*** SOURCE MATERIAL Section Begins ***
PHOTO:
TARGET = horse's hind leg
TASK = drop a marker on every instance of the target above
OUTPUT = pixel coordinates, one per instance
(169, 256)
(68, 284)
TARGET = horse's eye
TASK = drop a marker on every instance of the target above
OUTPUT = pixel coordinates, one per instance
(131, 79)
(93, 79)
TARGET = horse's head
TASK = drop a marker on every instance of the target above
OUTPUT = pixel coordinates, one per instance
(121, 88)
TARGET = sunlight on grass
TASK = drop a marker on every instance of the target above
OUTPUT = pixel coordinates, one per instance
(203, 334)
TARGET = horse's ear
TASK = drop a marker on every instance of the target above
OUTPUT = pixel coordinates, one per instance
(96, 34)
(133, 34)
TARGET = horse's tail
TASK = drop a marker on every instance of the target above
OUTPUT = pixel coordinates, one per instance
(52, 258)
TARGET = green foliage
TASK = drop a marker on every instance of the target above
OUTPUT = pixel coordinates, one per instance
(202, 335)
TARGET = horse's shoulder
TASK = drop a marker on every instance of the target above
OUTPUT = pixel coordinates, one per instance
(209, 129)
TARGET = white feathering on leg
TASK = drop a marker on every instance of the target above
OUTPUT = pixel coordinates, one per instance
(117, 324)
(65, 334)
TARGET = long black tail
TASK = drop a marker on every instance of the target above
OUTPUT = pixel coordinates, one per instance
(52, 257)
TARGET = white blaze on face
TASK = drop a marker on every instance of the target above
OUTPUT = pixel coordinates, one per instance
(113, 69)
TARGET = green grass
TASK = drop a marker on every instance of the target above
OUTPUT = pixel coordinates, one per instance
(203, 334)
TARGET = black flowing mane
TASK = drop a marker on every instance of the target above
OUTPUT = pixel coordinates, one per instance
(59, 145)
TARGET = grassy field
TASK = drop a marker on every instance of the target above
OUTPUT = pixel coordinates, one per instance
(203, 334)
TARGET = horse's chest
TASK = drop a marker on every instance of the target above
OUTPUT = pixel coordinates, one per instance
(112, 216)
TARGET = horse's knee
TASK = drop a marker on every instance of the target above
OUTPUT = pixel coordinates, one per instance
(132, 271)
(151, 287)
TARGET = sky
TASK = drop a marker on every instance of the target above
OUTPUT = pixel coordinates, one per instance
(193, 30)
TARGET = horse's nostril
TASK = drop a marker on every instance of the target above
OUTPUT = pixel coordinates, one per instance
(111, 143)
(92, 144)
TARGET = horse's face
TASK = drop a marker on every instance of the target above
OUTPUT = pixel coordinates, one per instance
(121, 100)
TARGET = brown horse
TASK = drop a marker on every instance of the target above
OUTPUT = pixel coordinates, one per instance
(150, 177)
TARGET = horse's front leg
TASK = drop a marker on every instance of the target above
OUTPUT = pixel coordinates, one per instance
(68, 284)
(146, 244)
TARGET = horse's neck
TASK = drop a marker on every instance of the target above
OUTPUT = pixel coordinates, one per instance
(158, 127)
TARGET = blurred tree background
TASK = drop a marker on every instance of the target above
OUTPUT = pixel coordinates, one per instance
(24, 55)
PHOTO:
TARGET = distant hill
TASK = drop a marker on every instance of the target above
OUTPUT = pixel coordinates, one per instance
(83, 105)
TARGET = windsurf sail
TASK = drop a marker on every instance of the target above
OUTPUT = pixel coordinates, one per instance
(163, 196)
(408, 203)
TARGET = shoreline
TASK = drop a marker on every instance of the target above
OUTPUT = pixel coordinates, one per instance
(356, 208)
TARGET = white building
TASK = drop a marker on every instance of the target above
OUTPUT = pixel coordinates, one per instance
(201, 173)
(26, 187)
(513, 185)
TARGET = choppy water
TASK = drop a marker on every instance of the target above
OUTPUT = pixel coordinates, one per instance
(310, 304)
*** SOURCE MATERIAL Section Ends ***
◆ **WHAT IS REQUIRED**
Out of the records above, pull the lines that include the word "white".

◆ **RESULT OF THE TASK**
TARGET = white feathering on leg
TARGET = white blaze on face
TARGET = white building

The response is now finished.